- _Your objective_: Set down verbatim everything in the items below from the line containing "Detect the speckled" down to the line containing "top-left (337, 403), bottom-right (365, 421)", including both of those lines.

>> BEGIN Data shown

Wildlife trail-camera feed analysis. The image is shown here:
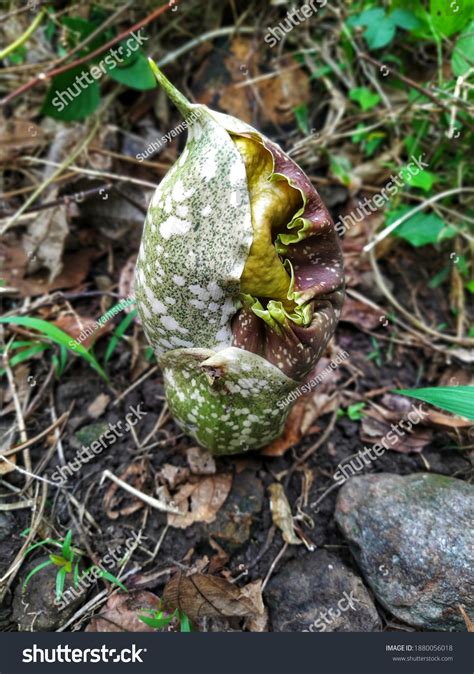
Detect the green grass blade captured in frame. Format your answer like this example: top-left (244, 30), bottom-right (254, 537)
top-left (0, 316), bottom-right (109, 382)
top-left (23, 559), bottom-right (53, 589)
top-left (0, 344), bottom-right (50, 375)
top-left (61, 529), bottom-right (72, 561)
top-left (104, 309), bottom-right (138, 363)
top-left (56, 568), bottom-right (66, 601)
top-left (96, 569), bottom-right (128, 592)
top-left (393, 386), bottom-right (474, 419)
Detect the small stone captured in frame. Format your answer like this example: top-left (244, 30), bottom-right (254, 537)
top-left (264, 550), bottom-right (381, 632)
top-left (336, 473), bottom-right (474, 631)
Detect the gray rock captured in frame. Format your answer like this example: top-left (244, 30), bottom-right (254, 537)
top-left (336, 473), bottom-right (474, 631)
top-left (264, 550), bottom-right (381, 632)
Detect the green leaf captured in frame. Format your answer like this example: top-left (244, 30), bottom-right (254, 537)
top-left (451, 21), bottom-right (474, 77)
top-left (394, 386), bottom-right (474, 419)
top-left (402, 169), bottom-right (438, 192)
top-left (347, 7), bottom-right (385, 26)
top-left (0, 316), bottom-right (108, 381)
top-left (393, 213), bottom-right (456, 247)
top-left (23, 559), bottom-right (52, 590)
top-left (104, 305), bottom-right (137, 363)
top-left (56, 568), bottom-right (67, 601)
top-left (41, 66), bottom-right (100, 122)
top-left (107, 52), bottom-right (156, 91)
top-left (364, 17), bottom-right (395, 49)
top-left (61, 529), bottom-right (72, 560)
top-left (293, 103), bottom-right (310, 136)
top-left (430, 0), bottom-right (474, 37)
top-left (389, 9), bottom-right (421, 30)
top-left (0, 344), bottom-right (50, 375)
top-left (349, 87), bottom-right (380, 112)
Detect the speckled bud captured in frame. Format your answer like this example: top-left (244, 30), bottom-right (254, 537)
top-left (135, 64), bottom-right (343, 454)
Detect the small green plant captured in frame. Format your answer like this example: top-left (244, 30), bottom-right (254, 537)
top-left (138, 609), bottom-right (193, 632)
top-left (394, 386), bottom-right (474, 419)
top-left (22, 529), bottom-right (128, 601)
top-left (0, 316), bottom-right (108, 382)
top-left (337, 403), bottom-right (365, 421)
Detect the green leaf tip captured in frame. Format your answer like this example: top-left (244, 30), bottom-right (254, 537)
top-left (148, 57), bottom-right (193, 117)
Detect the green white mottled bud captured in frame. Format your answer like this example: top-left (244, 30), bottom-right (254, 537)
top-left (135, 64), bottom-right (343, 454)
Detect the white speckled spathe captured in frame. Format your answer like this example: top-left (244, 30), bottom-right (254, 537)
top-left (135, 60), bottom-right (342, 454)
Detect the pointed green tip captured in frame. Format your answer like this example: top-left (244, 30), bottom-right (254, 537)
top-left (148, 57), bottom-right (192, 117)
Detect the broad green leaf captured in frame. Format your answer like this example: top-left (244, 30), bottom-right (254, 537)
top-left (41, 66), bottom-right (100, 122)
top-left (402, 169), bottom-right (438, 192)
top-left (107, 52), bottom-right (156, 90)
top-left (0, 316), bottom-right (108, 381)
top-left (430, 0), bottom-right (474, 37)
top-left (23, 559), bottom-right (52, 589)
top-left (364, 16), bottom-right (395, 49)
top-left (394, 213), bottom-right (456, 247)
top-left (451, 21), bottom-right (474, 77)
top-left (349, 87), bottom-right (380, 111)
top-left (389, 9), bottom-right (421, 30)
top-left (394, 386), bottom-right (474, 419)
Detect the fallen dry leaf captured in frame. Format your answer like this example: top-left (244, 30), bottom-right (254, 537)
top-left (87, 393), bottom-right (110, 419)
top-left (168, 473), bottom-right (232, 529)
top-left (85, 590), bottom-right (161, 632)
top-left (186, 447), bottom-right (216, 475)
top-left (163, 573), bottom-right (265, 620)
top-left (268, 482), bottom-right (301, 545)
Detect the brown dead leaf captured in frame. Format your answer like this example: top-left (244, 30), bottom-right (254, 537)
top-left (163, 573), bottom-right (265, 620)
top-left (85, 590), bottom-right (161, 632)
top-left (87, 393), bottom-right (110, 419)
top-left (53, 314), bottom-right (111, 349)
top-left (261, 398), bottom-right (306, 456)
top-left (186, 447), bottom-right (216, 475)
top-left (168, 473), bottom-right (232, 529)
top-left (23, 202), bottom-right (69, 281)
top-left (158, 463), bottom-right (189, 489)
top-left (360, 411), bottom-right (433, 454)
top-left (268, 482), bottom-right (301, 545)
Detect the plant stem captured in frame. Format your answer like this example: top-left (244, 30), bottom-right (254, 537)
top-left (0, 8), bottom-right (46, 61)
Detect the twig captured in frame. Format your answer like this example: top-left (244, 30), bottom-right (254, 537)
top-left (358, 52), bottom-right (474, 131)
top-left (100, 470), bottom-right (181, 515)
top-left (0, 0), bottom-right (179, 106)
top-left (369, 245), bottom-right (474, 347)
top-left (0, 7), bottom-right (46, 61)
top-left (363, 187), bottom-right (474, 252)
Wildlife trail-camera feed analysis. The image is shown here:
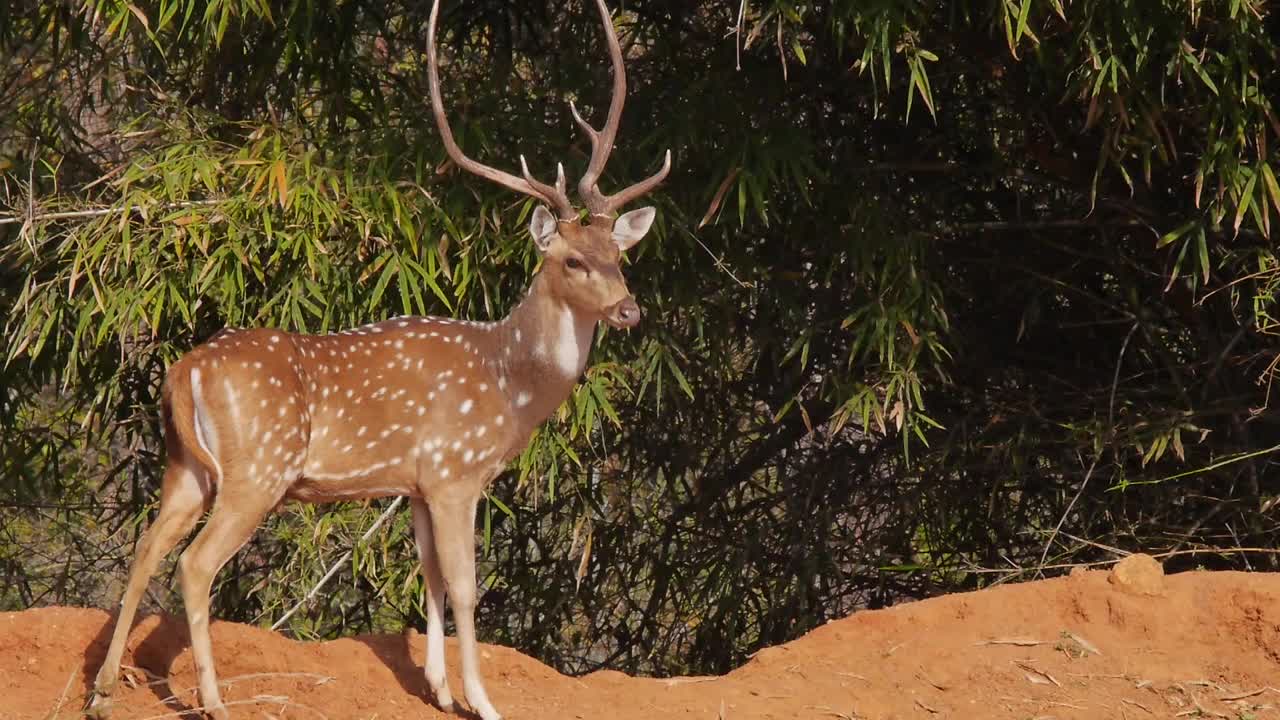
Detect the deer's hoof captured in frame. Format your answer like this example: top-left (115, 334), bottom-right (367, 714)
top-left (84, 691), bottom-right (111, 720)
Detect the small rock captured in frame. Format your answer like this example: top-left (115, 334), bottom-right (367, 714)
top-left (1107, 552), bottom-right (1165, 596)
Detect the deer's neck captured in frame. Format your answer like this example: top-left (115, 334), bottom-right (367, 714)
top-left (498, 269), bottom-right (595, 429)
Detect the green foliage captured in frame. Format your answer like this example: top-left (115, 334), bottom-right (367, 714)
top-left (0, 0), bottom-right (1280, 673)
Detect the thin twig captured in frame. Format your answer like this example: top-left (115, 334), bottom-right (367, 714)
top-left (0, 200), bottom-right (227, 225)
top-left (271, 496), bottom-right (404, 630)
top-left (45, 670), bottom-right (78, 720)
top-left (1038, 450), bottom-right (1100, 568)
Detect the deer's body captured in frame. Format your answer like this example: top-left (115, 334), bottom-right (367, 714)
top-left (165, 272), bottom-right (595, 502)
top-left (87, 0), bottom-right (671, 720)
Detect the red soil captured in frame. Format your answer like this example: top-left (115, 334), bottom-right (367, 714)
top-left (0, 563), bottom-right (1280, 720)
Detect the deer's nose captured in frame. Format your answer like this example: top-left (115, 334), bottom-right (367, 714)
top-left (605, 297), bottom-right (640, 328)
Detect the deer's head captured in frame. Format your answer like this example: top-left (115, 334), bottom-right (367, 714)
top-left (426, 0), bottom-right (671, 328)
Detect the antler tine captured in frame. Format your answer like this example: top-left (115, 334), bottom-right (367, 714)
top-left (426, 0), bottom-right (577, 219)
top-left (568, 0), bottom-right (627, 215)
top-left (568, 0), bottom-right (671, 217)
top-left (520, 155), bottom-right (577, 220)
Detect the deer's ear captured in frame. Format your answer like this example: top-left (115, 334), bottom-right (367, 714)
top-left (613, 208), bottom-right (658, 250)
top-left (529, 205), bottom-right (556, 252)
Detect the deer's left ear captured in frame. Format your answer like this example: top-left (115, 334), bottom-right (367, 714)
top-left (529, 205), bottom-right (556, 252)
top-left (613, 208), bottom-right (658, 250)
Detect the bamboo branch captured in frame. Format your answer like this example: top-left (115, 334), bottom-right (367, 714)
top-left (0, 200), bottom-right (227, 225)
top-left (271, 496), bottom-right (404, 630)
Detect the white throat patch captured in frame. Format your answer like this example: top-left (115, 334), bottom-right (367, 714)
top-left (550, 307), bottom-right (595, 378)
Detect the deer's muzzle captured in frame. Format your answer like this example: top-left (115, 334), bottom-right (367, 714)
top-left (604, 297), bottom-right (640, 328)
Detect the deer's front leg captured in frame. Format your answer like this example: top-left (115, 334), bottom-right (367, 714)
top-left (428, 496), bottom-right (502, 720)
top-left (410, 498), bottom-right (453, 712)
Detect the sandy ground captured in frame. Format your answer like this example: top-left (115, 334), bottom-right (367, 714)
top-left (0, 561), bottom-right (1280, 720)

>> END Data shown

- _Solution for this task_:
Detect the speckled bud captured in frame. Format your answer like this example: top-left (244, 30), bottom-right (254, 537)
top-left (135, 64), bottom-right (343, 454)
Detect the small green plant captured in frame. Format your answer like this example: top-left (244, 30), bottom-right (254, 537)
top-left (138, 609), bottom-right (193, 632)
top-left (394, 386), bottom-right (474, 419)
top-left (22, 529), bottom-right (128, 601)
top-left (0, 316), bottom-right (108, 382)
top-left (337, 403), bottom-right (365, 421)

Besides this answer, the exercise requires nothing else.